• **Stored items from a collection**:
** START **

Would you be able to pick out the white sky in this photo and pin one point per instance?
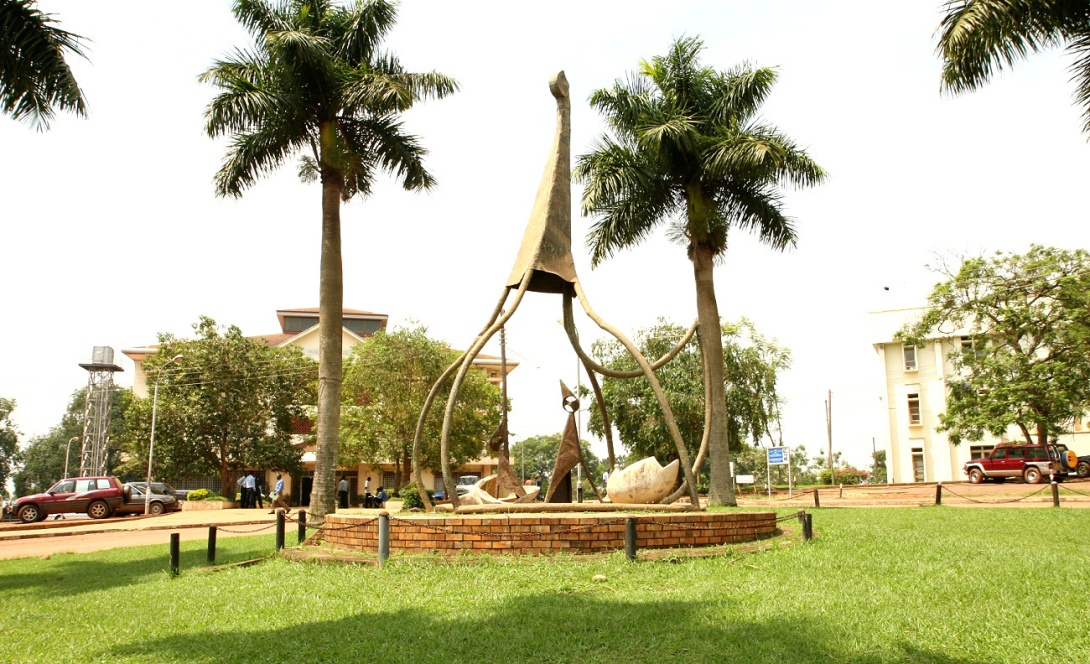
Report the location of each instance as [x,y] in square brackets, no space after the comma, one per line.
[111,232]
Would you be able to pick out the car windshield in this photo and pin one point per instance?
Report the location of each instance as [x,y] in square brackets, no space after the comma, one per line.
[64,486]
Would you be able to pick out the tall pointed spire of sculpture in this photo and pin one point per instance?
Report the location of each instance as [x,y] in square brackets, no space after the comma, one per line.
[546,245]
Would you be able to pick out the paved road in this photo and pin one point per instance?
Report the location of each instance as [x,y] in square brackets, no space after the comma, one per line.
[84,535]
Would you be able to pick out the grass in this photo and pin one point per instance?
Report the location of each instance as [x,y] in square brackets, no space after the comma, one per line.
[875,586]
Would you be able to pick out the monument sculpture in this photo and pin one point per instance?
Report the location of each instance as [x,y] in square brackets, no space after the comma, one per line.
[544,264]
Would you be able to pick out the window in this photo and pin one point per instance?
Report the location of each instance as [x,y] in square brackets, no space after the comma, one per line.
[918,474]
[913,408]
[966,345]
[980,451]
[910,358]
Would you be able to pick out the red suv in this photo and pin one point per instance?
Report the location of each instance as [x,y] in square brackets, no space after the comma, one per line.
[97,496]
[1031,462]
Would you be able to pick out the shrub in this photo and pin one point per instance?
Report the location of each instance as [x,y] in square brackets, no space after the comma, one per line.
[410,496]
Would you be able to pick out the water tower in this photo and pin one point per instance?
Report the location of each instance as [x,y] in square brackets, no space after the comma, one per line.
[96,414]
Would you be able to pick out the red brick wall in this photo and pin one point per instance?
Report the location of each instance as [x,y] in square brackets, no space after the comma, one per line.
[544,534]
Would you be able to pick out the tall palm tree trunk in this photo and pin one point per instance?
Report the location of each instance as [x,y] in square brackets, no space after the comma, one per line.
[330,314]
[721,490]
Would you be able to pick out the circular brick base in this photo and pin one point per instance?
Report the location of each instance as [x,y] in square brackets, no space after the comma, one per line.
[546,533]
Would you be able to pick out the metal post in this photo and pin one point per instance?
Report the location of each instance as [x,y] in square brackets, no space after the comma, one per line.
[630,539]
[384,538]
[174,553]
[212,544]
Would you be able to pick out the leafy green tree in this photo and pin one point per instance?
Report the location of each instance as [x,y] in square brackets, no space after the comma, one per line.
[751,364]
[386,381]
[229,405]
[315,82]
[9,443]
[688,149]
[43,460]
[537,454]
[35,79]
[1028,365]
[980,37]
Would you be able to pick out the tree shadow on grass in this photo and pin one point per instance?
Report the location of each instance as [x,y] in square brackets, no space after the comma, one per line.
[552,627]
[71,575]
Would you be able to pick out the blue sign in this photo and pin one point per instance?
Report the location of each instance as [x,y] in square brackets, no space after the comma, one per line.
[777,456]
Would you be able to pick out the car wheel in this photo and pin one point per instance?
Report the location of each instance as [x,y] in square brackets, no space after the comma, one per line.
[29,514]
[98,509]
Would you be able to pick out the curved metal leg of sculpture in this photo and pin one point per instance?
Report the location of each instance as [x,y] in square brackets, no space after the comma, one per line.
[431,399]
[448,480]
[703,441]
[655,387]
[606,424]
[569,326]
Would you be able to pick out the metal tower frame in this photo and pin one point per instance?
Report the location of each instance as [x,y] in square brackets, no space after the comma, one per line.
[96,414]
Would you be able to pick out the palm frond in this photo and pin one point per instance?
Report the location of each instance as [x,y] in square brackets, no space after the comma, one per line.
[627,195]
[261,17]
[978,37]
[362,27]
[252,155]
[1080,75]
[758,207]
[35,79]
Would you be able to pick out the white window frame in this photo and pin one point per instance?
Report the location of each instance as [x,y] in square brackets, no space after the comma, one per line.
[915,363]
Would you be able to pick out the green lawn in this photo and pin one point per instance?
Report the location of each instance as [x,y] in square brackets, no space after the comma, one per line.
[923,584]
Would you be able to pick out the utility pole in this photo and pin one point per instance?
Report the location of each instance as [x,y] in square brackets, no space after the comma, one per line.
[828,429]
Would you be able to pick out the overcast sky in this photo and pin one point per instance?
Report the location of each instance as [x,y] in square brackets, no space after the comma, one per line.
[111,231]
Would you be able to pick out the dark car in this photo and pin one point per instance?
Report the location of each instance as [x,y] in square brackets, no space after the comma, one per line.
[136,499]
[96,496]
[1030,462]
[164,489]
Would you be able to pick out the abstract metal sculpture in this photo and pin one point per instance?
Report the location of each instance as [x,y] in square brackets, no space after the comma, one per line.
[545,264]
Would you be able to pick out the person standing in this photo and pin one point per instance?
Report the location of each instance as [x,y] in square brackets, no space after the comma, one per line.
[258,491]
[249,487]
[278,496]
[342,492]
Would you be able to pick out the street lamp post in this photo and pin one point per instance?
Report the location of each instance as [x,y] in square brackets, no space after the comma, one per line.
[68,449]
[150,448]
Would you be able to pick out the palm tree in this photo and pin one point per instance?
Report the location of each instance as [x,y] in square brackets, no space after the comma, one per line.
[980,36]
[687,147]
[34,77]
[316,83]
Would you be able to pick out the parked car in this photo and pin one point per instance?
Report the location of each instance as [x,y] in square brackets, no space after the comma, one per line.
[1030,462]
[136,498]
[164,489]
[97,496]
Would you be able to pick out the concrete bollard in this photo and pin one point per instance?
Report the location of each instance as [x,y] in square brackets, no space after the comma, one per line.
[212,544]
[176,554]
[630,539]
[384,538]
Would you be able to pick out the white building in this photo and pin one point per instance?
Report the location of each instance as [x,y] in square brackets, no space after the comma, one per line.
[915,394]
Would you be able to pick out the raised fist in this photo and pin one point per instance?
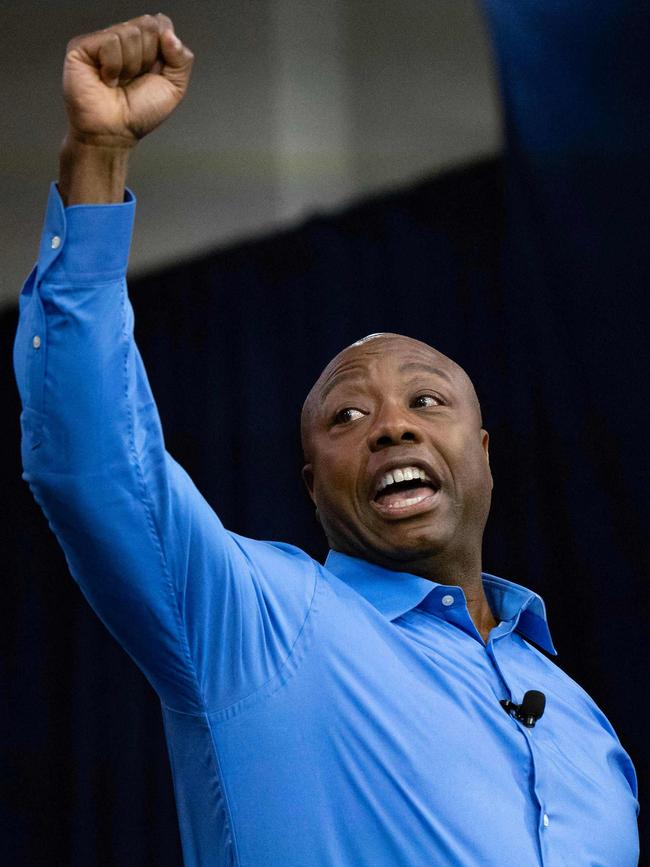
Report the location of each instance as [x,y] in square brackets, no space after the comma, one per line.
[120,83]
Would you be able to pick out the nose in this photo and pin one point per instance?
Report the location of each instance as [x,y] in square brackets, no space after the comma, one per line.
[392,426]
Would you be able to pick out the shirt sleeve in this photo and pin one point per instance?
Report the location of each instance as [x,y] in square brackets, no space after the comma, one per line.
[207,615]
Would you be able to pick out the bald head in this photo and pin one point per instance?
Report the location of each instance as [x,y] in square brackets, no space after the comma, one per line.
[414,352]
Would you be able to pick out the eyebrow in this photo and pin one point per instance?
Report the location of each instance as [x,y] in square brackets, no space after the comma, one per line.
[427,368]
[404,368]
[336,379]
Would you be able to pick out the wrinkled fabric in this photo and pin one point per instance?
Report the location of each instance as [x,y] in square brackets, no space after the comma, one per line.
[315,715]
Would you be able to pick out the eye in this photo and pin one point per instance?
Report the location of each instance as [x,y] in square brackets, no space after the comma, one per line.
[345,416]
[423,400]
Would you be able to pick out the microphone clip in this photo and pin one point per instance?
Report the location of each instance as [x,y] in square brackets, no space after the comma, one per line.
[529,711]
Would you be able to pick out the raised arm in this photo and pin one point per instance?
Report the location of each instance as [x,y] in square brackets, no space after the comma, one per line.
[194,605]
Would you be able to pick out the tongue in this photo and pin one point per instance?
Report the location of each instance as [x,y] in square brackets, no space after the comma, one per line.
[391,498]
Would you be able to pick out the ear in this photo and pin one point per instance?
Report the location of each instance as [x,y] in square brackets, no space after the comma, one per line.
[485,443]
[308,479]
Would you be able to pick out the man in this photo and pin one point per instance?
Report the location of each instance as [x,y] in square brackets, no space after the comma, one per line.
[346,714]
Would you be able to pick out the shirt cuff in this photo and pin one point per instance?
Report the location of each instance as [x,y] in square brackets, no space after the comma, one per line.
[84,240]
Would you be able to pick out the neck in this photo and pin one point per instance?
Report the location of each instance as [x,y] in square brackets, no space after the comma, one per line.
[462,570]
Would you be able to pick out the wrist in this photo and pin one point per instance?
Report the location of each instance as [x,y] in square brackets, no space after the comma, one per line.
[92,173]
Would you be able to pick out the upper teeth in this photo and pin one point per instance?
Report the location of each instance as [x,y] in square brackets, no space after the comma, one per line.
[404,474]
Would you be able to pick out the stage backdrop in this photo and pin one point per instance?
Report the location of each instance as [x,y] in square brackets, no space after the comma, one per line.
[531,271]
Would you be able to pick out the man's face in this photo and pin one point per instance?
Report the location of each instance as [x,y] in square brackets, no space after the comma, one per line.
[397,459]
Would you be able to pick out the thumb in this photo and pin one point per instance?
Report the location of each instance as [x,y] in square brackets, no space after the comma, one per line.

** END **

• **What is expected**: Find the line containing "Would you be able to pick out the stage". Reproduce it exactly, along with every line after it through the last.

• **Exercise answer**:
Would you be able to pick out the stage backdrop in this photo and pin one point per instance?
Report the location of each instance as [x,y] in square brackets, no space after the comma, one per line.
[531,271]
Would you be able to pick out the man's face in this photo and pin one point per instance?
Report the location of each instance as [x,y] in square brackets, no space after the comma, one per line.
[397,459]
Would you be able to pick out the thumb in this photo and pin one point per instance?
Report the location of each instance as [x,y] in square brackets, no space after the comma, one per line.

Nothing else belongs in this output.